Activity: Leaving the pictures aside, reproduce the data in full and word for word.

(Image point grounding data)
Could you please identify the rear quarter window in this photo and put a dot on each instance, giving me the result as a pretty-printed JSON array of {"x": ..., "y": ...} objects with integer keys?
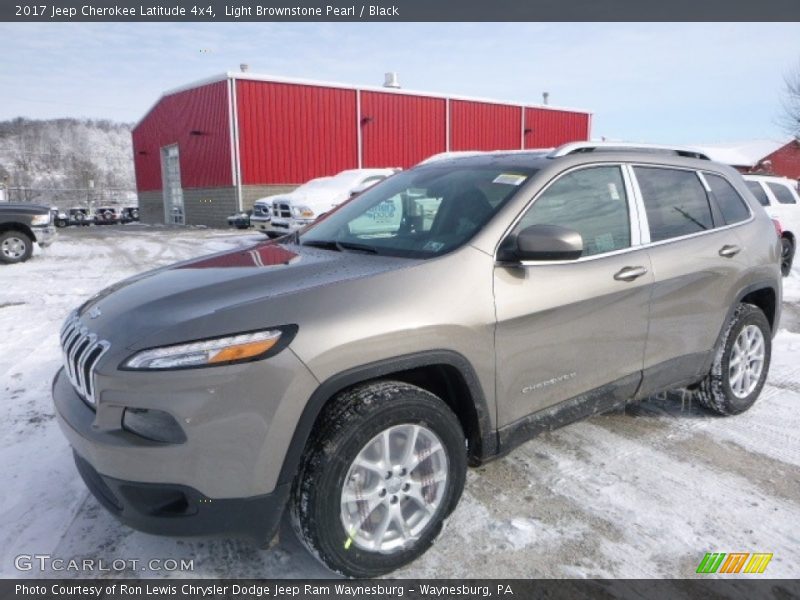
[
  {"x": 675, "y": 202},
  {"x": 731, "y": 204}
]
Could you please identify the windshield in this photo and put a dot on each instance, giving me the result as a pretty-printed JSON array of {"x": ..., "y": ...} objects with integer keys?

Output of the exercise:
Could you please identify the rear quarter window in this photo and put a dot on each instance, giving me the result as a pretty-printed JSON array of {"x": ..., "y": ...} objects with integer keys?
[
  {"x": 675, "y": 202},
  {"x": 731, "y": 204}
]
Could you please identify the windshield in this photo and put a dot on each instance, giving me the result as a pretty-printed JSON array of {"x": ..., "y": ...} objects with integer keys?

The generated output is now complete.